Some of the considerations in this focus are still in their infancy, and some may already be obsolete by the time this issue is published, but we would still like to attempt a – as always temporary – classification.
Throwing everything overboard?
Peace studies and the peace movement in the context of the war in Ukraine
by Melanie Hussak and Jürgen Scheffran
Russia’s war of aggression in Ukraine, which violates international law, has shaken up the coordinates of the international order. If you believe the narrative in the mass media and government policy, war is once again raging in Europe for the first time since the Second World War, despite the wars in Yugoslavia and the former Soviet Union after 1990. The impression is being created that the liberal world order has secured peace in the world for three decades and has now suddenly been torn from its slumber by an unscrupulous dictator. Under the dictates of the proclaimed “turn of an era”, in which everything is dominated by the logic of war, earlier certainties about war and peace have become obsolete or naive. Does peace policy as a whole need to be put to the test?
We don’t think so, because this war once again confirms many earlier findings. Not everything that was previously correct and pointed out the dangers of this tricky situation can be thrown overboard. In the run-up to the war, there were enough warnings to avoid the driving forces leading to war and to contain the escalation spiral. This knowledge is needed to penetrate the fog of war.
Is there co-responsibility?
The prevailing opinion in the West is that Vladimir Putin, driven by Russia’s imperial great power ambitions, is solely responsible for this war. While this is correct with regard to the order for the war of aggression, reducing it to a single war aggressor does not do justice to the dynamics within the Russian leadership and population. Even before the war, there was a geopolitical struggle between enforcing the liberal world order on the one hand and deliberately breaking the rules on the other.

**INFORMATION PROVIDED**

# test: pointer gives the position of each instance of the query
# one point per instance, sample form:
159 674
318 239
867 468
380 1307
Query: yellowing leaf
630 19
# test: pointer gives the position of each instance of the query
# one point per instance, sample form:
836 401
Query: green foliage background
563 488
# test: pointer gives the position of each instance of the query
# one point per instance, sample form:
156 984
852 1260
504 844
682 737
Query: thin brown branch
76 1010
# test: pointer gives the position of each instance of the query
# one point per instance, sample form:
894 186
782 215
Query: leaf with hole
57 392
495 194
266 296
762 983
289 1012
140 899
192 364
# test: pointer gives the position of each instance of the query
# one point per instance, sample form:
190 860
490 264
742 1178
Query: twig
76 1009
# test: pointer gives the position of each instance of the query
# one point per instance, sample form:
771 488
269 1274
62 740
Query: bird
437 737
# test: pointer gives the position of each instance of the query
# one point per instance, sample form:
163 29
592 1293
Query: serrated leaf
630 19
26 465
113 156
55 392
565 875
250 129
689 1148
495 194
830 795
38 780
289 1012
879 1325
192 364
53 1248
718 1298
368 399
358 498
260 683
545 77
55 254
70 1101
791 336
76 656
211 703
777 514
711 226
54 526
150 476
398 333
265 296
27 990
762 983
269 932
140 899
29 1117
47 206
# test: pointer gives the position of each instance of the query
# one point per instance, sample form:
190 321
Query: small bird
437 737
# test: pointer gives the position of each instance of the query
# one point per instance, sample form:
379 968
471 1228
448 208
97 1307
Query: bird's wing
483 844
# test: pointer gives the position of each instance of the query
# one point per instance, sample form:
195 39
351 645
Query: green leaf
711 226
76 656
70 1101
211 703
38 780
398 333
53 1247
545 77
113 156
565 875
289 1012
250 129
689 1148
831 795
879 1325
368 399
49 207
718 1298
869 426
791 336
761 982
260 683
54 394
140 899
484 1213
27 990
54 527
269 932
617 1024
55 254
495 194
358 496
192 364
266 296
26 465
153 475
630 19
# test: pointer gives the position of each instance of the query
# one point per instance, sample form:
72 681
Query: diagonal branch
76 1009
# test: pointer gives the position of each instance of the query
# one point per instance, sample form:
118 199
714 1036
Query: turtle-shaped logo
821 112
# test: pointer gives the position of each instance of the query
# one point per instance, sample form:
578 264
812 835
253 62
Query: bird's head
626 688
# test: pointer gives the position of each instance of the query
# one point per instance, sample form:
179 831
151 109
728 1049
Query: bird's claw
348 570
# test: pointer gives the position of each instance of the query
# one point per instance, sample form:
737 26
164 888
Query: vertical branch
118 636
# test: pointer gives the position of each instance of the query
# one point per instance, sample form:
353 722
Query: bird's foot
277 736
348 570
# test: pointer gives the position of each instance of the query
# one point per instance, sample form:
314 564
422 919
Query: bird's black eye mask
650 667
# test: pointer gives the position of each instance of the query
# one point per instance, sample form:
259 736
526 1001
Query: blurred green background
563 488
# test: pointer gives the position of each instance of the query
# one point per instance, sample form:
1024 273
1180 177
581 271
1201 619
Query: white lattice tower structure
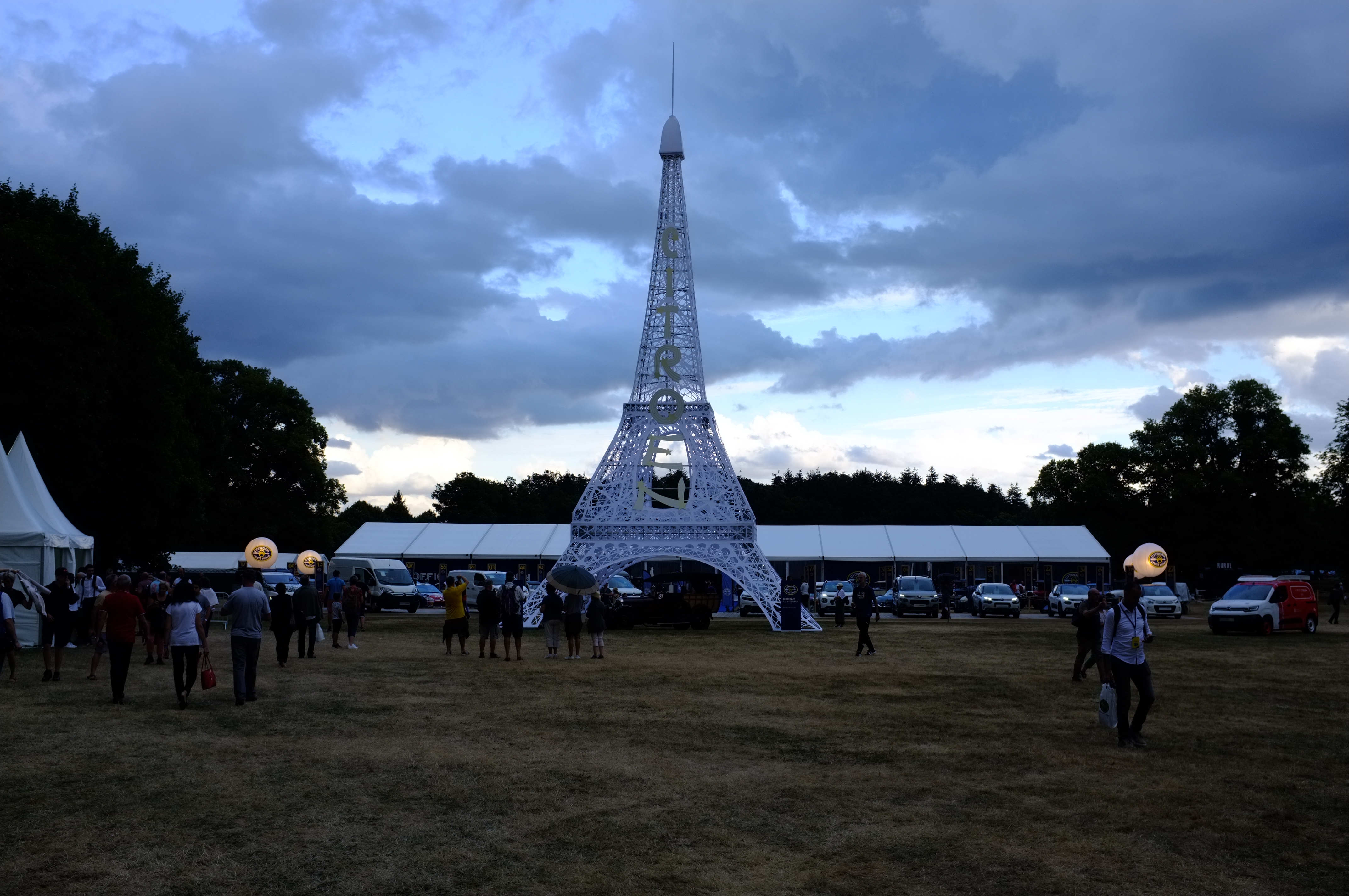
668 427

**GIVEN EXERCISE**
Copy out the excerpt on peace studies and the war in Ukraine above in full, word for word.

**FINISHED TASK**
Some of the considerations in this focus are still in their infancy, and some may already be obsolete by the time this issue is published, but we would still like to attempt a – as always temporary – classification.
Throwing everything overboard?
Peace studies and the peace movement in the context of the war in Ukraine
by Melanie Hussak and Jürgen Scheffran
Russia’s war of aggression in Ukraine, which violates international law, has shaken up the coordinates of the international order. If you believe the narrative in the mass media and government policy, war is once again raging in Europe for the first time since the Second World War, despite the wars in Yugoslavia and the former Soviet Union after 1990. The impression is being created that the liberal world order has secured peace in the world for three decades and has now suddenly been torn from its slumber by an unscrupulous dictator. Under the dictates of the proclaimed “turn of an era”, in which everything is dominated by the logic of war, earlier certainties about war and peace have become obsolete or naive. Does peace policy as a whole need to be put to the test?
We don’t think so, because this war once again confirms many earlier findings. Not everything that was previously correct and pointed out the dangers of this tricky situation can be thrown overboard. In the run-up to the war, there were enough warnings to avoid the driving forces leading to war and to contain the escalation spiral. This knowledge is needed to penetrate the fog of war.
Is there co-responsibility?
The prevailing opinion in the West is that Vladimir Putin, driven by Russia’s imperial great power ambitions, is solely responsible for this war. While this is correct with regard to the order for the war of aggression, reducing it to a single war aggressor does not do justice to the dynamics within the Russian leadership and population. Even before the war, there was a geopolitical struggle between enforcing the liberal world order on the one hand and deliberately breaking the rules on the other.